(Dataset records)
'''

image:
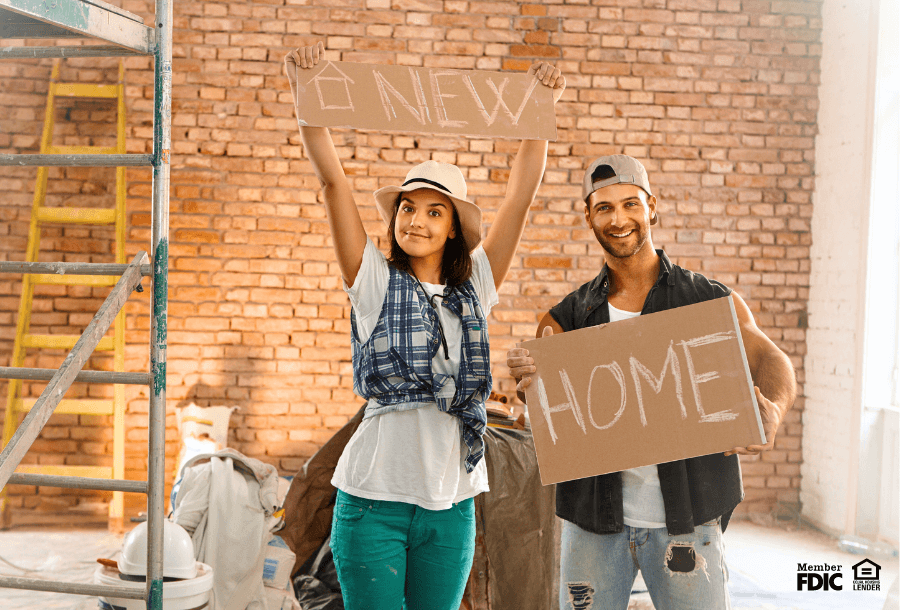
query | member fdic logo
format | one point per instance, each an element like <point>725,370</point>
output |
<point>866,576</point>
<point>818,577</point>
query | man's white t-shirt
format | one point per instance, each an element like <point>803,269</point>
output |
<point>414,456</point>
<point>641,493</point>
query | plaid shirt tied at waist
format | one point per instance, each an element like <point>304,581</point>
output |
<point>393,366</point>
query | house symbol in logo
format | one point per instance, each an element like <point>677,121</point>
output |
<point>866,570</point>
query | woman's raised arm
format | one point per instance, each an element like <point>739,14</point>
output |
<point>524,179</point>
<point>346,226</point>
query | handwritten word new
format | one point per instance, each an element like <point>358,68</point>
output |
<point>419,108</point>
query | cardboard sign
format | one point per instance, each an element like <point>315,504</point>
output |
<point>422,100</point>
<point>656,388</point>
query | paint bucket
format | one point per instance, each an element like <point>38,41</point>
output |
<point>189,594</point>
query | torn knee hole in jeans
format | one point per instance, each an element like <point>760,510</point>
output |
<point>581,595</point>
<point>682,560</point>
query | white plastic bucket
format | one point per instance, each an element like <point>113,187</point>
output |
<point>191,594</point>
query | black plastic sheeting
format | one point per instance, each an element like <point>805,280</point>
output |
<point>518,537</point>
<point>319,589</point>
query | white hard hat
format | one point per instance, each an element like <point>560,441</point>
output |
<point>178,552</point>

'''
'''

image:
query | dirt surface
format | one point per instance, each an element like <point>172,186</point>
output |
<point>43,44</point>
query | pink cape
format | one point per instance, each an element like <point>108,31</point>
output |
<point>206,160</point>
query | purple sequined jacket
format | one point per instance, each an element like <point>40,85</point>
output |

'''

→ WORK TO COMPLETE
In the entries above, find each line with the word "logo" and return it.

→ YOUR RESPONSE
query | member fdic logo
query | house symbol in logo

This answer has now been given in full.